→ Required action
Every line in the listing below from the one with "target | bird's wing" through the one with "target | thorny branch" is to be reproduced exactly, both ends included; leave out the rest.
◆ ◆ ◆ ◆
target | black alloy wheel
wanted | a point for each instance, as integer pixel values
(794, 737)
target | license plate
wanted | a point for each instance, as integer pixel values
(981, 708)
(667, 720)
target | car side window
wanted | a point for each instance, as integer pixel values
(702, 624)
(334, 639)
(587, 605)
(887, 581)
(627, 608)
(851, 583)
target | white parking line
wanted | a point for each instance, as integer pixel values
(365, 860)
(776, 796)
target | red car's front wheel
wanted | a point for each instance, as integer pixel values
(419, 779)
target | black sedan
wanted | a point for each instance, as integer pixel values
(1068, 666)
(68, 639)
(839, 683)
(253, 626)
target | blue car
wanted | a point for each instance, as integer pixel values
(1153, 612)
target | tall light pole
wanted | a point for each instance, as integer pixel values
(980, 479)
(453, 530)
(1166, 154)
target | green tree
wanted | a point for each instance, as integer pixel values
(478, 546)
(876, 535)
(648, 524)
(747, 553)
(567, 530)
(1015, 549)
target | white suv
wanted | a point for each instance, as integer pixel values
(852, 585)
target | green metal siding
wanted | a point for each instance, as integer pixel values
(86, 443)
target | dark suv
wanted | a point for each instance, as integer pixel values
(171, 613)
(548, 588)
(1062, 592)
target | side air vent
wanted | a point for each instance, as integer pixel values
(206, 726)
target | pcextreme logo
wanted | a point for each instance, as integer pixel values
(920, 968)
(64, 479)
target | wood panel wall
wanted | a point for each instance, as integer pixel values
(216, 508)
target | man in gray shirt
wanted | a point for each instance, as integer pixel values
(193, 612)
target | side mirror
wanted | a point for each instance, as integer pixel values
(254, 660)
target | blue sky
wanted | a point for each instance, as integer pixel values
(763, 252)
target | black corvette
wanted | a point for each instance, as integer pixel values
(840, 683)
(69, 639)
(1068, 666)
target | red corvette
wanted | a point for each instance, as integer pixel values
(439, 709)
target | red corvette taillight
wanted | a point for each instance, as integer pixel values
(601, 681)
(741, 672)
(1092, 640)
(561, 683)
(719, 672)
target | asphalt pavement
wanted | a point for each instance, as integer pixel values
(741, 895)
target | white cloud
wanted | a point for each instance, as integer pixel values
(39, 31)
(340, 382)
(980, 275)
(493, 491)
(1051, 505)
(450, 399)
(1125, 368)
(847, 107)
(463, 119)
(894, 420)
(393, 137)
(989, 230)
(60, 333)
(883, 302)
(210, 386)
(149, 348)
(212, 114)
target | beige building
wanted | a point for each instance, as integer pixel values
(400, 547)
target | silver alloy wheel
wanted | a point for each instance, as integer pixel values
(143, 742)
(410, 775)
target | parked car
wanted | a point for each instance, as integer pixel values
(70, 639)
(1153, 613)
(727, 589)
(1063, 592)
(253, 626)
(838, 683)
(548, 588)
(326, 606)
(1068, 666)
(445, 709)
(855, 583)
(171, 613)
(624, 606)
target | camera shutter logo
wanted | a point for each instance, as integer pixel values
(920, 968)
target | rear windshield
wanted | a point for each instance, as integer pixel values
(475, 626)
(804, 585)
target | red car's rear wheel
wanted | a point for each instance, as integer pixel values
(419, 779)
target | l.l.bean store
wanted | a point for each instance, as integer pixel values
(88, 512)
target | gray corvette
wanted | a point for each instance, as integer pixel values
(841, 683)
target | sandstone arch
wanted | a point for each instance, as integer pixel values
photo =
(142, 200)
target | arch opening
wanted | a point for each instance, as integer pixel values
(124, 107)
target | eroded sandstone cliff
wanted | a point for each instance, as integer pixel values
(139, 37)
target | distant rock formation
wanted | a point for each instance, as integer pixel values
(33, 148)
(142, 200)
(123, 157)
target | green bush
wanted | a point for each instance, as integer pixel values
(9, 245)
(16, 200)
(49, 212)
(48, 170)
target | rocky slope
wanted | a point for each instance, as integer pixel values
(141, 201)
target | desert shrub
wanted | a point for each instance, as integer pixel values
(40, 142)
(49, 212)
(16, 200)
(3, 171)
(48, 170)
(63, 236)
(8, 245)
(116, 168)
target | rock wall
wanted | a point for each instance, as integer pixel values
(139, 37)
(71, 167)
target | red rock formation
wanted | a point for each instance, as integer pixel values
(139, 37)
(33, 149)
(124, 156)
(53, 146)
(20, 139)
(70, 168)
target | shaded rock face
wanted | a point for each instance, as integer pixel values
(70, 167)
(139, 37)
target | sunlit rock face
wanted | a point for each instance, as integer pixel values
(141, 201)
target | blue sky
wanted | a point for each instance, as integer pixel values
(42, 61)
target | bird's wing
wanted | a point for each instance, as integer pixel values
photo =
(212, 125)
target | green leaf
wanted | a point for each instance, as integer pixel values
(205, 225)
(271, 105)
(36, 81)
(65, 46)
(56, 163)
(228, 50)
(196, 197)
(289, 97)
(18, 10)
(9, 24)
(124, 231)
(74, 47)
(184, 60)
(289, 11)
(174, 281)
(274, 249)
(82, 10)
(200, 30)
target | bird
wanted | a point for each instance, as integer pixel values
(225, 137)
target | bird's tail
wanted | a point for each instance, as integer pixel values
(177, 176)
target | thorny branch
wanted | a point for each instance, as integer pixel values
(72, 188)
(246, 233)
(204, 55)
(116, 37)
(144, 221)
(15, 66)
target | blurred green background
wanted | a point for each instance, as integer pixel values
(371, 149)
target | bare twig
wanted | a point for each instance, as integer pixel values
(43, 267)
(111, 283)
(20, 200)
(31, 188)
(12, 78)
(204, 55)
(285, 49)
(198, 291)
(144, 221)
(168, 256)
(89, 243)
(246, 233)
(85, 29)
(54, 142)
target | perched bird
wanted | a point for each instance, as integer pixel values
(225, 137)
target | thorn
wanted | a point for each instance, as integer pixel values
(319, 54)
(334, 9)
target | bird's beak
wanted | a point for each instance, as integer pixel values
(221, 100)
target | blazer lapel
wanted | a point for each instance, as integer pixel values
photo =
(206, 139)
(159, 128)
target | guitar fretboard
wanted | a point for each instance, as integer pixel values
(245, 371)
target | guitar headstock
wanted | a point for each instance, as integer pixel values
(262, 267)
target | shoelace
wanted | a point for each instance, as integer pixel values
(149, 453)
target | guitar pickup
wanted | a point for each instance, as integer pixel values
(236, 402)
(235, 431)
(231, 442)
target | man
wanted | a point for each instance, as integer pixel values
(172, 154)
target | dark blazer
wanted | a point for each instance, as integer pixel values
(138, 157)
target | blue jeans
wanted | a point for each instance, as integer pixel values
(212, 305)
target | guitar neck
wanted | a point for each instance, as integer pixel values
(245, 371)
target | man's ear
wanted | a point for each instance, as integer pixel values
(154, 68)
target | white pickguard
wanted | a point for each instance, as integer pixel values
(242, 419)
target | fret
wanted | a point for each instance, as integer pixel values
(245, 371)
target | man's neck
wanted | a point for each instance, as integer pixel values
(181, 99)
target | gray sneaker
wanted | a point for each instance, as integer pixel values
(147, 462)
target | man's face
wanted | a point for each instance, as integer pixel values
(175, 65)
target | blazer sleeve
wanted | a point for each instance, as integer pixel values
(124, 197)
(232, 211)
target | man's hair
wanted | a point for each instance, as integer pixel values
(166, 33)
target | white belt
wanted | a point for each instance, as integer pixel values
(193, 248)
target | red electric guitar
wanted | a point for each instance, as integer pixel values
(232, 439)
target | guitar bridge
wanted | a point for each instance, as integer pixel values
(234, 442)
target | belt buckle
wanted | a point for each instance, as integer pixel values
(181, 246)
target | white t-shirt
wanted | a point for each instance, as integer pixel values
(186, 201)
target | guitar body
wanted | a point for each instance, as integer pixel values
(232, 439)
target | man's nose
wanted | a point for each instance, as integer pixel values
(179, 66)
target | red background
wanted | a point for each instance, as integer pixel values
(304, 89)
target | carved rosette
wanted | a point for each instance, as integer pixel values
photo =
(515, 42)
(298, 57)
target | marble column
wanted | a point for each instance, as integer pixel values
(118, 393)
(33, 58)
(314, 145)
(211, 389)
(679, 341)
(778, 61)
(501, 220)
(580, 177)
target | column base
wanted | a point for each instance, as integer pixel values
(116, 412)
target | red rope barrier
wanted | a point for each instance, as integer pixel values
◆ ◆ ◆ ◆
→ Solution to this problem
target | bird's wing
wanted | a point for each instance, as integer pixel values
photo =
(212, 125)
target | green leaf
wanted | a point for each instance, as integer pixel values
(205, 225)
(271, 105)
(36, 81)
(65, 46)
(56, 163)
(228, 50)
(196, 197)
(289, 97)
(18, 10)
(9, 24)
(124, 231)
(74, 47)
(184, 60)
(289, 11)
(174, 281)
(274, 249)
(82, 10)
(200, 30)
target | bird
wanted | a point for each instance, as integer pixel values
(225, 137)
target | bird's tail
wanted | a point for each instance, as integer pixel values
(177, 176)
target | thorny branch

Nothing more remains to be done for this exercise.